**Source extract**:
= Beginning of Section =
Summer is here, and with it – festival fever. The season for camping, droning on endlessly about what bands you’re going to see at Glasto, and sourcing the latest must-have footwear – Hunter wellies are de rigueur for any self respecting muso hipster this year.
Topshop, not content with being the fashion giant of the High Street, decided to grab a bit of the action this year. But for them, festivals are so passé: picnics are totally on trend this season. Bandstand picnics to be precise.
Held in four different venues around the country, the Topshop Bandstand Picnics showcase up and coming talent, as well as offering other, er, entertainment such as roller skating and sports day events all for the Primark-friendly price of £10. Held in association with the Teenage Cancer Trust, all profits go to a demographic-friendly charity.
The Liverpool event was held in the Isla Gladstone Conservatory at Stanley Park, not a location usually associated with music events, but as Africa Oye was monopolizing Sefton Park, and the fragile shoegazers were in danger of being drowned out by a rampant chorus of djembe drums, the other side of town seemed a sensible choice.
The line up included Welsh agit popsters Los Campesinos! (pic), Sting’s daughter’s band I Blame Coco, folk starlet Blue Roses and DJ sets from Abi Harding & Candie Payne, a good mix of quirky pop and whimsy folk.
Let’s set the scene. It was quiet. Very quiet. Deckchairs were set out around the bandstand, tents hawked jewellery, offered makeovers and Top Shop fashion tips, and Miquita Oliver was presiding over affairs. It was unmistakably an event run by the Topshop PR machine: with branded parasols and cute cupcakes, their target audience of fashion conscious girls always in the crosshairs.
First up, Blue Roses. A singer-songwriter from Yorkshire with a more than a touch of Bat for Lashes style melancholy, she was pleasant enough to listen to but suffered due to the acoustics and a poor sound system. In a grim re-enactment of her performance in the bar at The Masque during last year’s Sound City, her set became little more than pretty background music to people chatting, the al fresco version of a jazz lounge pianist.
Next up was Abi Harding and Candi Payne, two of Liverpool’s cool kids – more thrift shop chic than Topshop. Playing a fairly standard DJ set which included Michael Jackson and Grandmaster Flash, they looked nonplussed to be here which, given the complete lack of atmosphere at this stage, was understandable.
= End of Section =
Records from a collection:
= Beginning of Section =
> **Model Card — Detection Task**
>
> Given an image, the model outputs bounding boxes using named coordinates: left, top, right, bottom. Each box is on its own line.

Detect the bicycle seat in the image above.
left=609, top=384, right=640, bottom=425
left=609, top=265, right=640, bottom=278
= End of Section =
**Problem description**: According to the review of the Topshop Bandstand Picnic, where was the Liverpool event held? The entries are separate material and have no connection to the review.

**Reply**: It was held in the Isla Gladstone Conservatory at Stanley Park.